__Study text__.
::::::::

Home Office to Consult on Smart ID Cards

  • 3 July 2002

The Home Office is to publish proposals to introduce identity cards in the UK, based on smart card technology, with Home Secretary David Blunkett expected to announce a six month public consultation on the proposals.

Introducing national ID cards was floated by the Home Office in the aftermath of September 11 as a potential guard against terrorist attack, this time ID cards have been re-badged ‘entitlement cards’ in a consultation document called ‘Entitlement Cards and Identity Theft’ .

The ‘entitlement cards’ could potentially be used to clamp down on fraud by providing an identification mechanism to check individual’s rights to receive NHS treatment, education and other state benefits.

Whether individuals without an "entitlement card" could eventually be denied healthcare remains unclear at this stage.

Computerised ID cards could store a photograph, finger prints and personal data. The consultation document says that an entitlement card would include a central database capable of covering all of the resident population of the UK, ‘links behind the cetral register and information held on systems by other service providers’.

‘The cards could provide a convenient way for people to prove their identity and their entitlement to services in some circumstances’, says the document.

Smart cards could also potentially provide a valuable authentication and security mechanism to enable people to securely access online government services, regarded by some analysts as the missing component of a coherent e-government strategy.

The potential to store emergency medical information is highlighted by the paper, which invites views on whether an entitlement card should store emergency medical information, and what medical information it would be most useful to display.

A commitment to examine the potential for smart cards in health was contained in the Labour’s manifesto at the 2001 General Election and small scale evaluation work has quietly been carried out by the Department of Health.

::::::::

__Exercises__.
1. Sum up the article on the Home Office smart ID card proposals in two sentences.
2. Write what comes next in the article on the Home Office smart ID card proposals, picking up after its last sentence.

::::::::

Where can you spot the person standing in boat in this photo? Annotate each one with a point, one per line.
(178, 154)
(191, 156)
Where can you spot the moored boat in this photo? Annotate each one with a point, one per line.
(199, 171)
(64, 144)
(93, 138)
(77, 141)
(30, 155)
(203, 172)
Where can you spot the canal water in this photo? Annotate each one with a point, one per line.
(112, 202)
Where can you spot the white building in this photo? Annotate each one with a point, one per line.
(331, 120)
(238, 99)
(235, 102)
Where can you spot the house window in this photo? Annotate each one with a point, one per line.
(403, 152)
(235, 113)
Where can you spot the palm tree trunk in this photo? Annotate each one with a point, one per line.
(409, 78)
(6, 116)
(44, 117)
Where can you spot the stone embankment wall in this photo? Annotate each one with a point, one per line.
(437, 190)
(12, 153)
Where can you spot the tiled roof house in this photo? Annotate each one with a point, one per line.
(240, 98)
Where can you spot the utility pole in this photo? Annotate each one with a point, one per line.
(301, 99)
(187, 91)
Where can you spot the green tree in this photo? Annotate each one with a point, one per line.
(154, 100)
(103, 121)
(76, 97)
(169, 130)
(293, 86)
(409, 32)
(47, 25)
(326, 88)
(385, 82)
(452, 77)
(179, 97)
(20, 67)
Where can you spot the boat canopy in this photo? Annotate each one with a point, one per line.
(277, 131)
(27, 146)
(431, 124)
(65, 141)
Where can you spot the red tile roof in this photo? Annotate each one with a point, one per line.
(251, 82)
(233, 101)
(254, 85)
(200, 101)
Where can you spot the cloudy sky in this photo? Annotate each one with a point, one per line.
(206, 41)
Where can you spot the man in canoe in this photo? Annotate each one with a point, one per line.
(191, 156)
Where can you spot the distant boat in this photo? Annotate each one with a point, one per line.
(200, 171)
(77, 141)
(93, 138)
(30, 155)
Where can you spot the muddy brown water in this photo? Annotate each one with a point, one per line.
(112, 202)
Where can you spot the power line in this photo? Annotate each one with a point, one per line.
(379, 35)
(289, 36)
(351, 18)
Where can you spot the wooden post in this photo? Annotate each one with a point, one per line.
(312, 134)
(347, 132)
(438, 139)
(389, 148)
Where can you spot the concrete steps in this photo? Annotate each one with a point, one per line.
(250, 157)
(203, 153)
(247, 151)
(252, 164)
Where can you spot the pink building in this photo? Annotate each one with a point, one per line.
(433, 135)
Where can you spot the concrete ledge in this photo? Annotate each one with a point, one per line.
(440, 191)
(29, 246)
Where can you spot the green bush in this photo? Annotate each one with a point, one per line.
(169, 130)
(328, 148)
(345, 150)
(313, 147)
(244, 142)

::::::::

__Responses to the exercise__.
1. The Home Office is to publish proposals for identity cards based on smart card technology, now called "entitlement cards," and Home Secretary David Blunkett is expected to announce a six-month public consultation. The cards could help fight fraud by checking people's rights to NHS treatment, education and other state benefits, and they could store a photograph, fingerprints, personal data and possibly emergency medical information.

2.
The NHS is already introducing smart card technology to provide all 30,000 trainee doctors with Smart Cards containing health and employment data to streamline pre-employment health checks. All data will be double pin number protected so it cannot be changed without the doctor being present.

Successful trials of an NHS smart card were also carried out a decade ago in Devon and the cards were already used in other countries, such as France.

Applied to the health sector the introduction of such smart cards, possibly in conjunction with interactive digital TV services, public kiosks or NHS Direct, could provide the necessary tool to enable citizens to securely order prescription refills or access their electronic health records, something the government has promised all citizens will be able to do by 2005.

Ministers are reported to be neutral about the idea of computerised ID cards and want to hear the public’s opinions. The consultation is intended to test the appetite for the new cards and try to come up with a way to meet critics’ concerns.

The Home Secretary, with his determination to be seen to be tough on immigration, appears to have the greatest appetite for ‘entitlement cards’.

E-Health Insider readers concerned about the potential erosion of civil liberties that introducing ‘entitlement cards’ might represent should be glad that Mr Blunkett hasn’t followed our coverage of the development of implantable ID chips in the US, otherwise we might instead be hearing about consultations on ‘benefit chips’.